◆ **Trecho de origem**:
▬▬▬▬▬▬▬▬▬▬
Uma das mais antigas recordações que tenho de minha infância é ser colocado para dormir tendo um inseticida espiral, o tradicional fumacinha, no móvel de cabeceira entre um quase grudado no meu nariz e uma janela escancarada um pouco mais a frente. Eu achava reconfortante o forte cheiro daquela fumaceira numa noite de calor e umidade infernais típicos de verão do litoral, ainda por cima sem vento.
Anos mais tarde lembro de estar na casa de minha avó em Santos, também numa noite de calor insuportável, sem vento, tentando dormir num quarto com mais dois primos, tudo escancarado, janelas, porta, ventilador no máximo e na orelha, o que sempre me incomodou muito, mas ali achei uma benção. Renato e Ricardo, meus primos, embalaram logo, eu rebolei no suor dos lençóis por um bom tempo amaldiçoando a lua cheia, maravilhosa por sinal.
▬▬▬▬▬▬▬▬▬▬
◆ **Informações fornecidas**:
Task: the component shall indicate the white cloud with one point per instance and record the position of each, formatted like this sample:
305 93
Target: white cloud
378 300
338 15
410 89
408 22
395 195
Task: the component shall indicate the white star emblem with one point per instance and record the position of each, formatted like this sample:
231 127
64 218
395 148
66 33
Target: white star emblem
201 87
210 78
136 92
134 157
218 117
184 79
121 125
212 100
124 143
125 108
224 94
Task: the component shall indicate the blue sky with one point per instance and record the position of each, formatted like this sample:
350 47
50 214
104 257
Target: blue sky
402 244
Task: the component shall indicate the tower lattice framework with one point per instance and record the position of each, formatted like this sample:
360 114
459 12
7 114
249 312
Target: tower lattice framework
▬▬▬▬▬▬▬▬▬▬
◆ **Problemas e tarefas**:
a – Por favor, cite o relato de infância começando em "Anos mais tarde" e indo até "maravilhosa por sinal.".
b – No relato de infância, como se chamavam os dois primos que dividiam o quarto na casa da avó?
c – Continue o relato de infância a partir do ponto em que ele termina.
A listagem é um material à parte, sem relação com o relato de infância.

◆ **Resultados do exercício**:
a –
Anos mais tarde lembro de estar na casa de minha avó em Santos, também numa noite de calor insuportável, sem vento, tentando dormir num quarto com mais dois primos, tudo escancarado, janelas, porta, ventilador no máximo e na orelha, o que sempre me incomodou muito, mas ali achei uma benção. Renato e Ricardo, meus primos, embalaram logo, eu rebolei no suor dos lençóis por um bom tempo amaldiçoando a lua cheia, maravilhosa por sinal.

b – Renato e Ricardo.

c –
E cá estou eu em mais uma noite de calor infernal na finada terra da garoa. Que saudades dos tempos que isto aqui era fresquinho. Acordei com o travesseiro tão molhado quanto as boias salva-vidas que me obrigavam a vestir quando criança. Preferia morrer afogado.
Ah! São Paulo da garoa! Que prazer estar no meio da névoa fria, algumas vezes gelada, daquela São Paulo da garoa que se foi. Ir agasalhado para a avenida escondida na névoa gelada pegar o ônibus para a escola. Primeiro se ouvia o barulho invisível dos ônibus e carros vindos de longe, e só muito em cima, uns 30 metros se tanto, rompiam a névoa como vindo do além. Adorava o som dos ônibus elétricos, o leve ronco do motor e as antenas escorregando na fiação elétrica. Era fácil reconhecer o meu da escola por seu motor impecavelmente regulado. Na escola o recreio era de camiseta num geladinho que a correria não fazia sentir e só estimulava mais correria. Coitado do paciente bedel.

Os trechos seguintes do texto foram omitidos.